▶ [Task brief]
Please reproduce the entries below, from the line containing "Could you please point out the spiky" through the end of the entries, inclusive, keeping all their text. Scale each coordinate in the answers by 0.95, rounding to whole numbers with halves going up, and leave out the pictures.

▶ [Dataset extract]
* * *

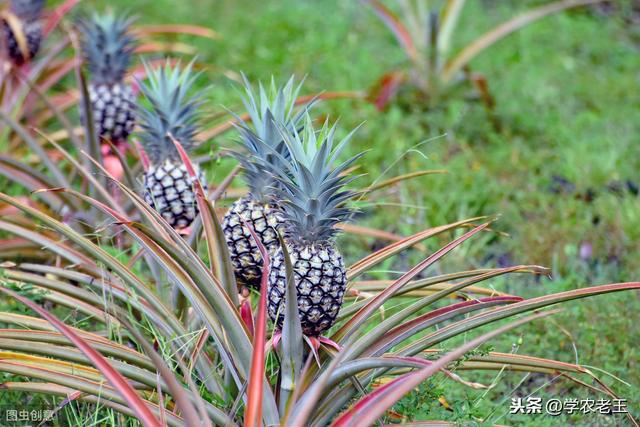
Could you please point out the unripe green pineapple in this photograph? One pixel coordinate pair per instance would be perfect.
(29, 17)
(313, 201)
(263, 148)
(167, 185)
(107, 47)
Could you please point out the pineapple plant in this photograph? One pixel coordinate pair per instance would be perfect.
(107, 48)
(313, 201)
(27, 14)
(173, 114)
(263, 147)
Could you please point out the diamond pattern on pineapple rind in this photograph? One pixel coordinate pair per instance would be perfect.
(169, 190)
(265, 219)
(321, 281)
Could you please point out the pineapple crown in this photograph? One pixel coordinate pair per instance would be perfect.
(263, 145)
(173, 111)
(310, 190)
(107, 46)
(28, 10)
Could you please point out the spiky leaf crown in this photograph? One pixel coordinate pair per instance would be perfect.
(173, 111)
(28, 10)
(311, 190)
(269, 108)
(107, 46)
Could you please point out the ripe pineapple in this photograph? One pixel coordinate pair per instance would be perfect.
(313, 198)
(28, 14)
(263, 148)
(167, 185)
(107, 48)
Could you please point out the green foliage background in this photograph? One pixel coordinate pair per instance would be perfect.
(567, 102)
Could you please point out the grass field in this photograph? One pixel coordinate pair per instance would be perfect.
(559, 163)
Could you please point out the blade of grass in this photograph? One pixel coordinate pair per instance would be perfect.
(118, 381)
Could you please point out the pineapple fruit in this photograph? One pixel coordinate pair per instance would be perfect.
(263, 149)
(28, 14)
(167, 185)
(313, 201)
(107, 47)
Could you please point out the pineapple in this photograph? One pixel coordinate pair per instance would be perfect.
(167, 185)
(263, 147)
(107, 47)
(28, 14)
(313, 201)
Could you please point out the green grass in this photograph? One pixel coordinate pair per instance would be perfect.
(567, 102)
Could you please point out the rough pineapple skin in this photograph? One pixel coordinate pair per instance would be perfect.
(168, 189)
(266, 220)
(33, 34)
(321, 280)
(113, 110)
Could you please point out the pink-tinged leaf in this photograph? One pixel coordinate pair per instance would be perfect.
(253, 413)
(397, 28)
(413, 326)
(114, 377)
(194, 30)
(146, 163)
(386, 89)
(457, 63)
(185, 158)
(247, 316)
(328, 342)
(57, 15)
(163, 420)
(372, 406)
(197, 349)
(367, 310)
(70, 398)
(370, 260)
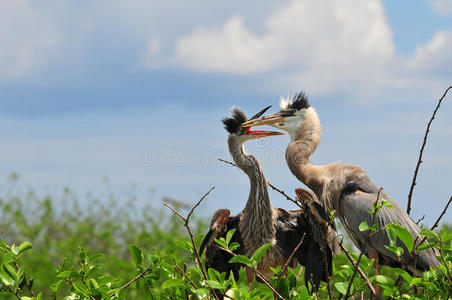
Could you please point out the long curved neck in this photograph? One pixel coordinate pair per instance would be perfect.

* * *

▶ [Right answer]
Could you please point out the spiky leaf crown in this photograph? One pixel coordinate pair per instance would be perfect.
(164, 105)
(27, 10)
(295, 181)
(256, 103)
(102, 44)
Could you please point out the ripe pineapple in this photograph? One pixel coordinate pair per instance would be perfect.
(297, 188)
(27, 13)
(250, 141)
(159, 176)
(102, 46)
Could you please point out the green foliage background in this photograph? One pixel coordinate pair per instance would be perfect.
(539, 97)
Could you please point out the grass field in this photograph? One pixel coordinate pair per instance would be perfect.
(531, 155)
Could you please point out the blade of grass in this photograph? One pixel coordinate pair per instance would be perfect.
(112, 362)
Could you please point out the pineapple fruit in this photograph? One pixel coordinate pair per instance would be perfect.
(250, 142)
(27, 13)
(159, 176)
(297, 191)
(102, 45)
Could you please point out the pineapple in this photograph? One pixel coordinate pair per instance would be perfect.
(159, 176)
(250, 140)
(102, 45)
(27, 13)
(297, 191)
Could you please point out the green grass in this photograph? One pixel coordinate pair per instance would be perfect.
(539, 97)
Could you please point out the rough pineapple skin in this photograph? One pixel coordinate pair per instance would be perfect.
(160, 180)
(253, 209)
(31, 32)
(305, 266)
(107, 105)
Could you please point out the pink-tinged leaf in this photograph? One pixel coordinate pair per instance would be perfect.
(240, 392)
(377, 27)
(392, 310)
(108, 358)
(184, 29)
(139, 155)
(367, 85)
(434, 60)
(176, 150)
(235, 300)
(312, 325)
(54, 14)
(155, 399)
(353, 386)
(187, 332)
(349, 295)
(67, 378)
(352, 247)
Could you please point out the long curved neck in this photograph? One pixel coordinate pair per instance would be perfect.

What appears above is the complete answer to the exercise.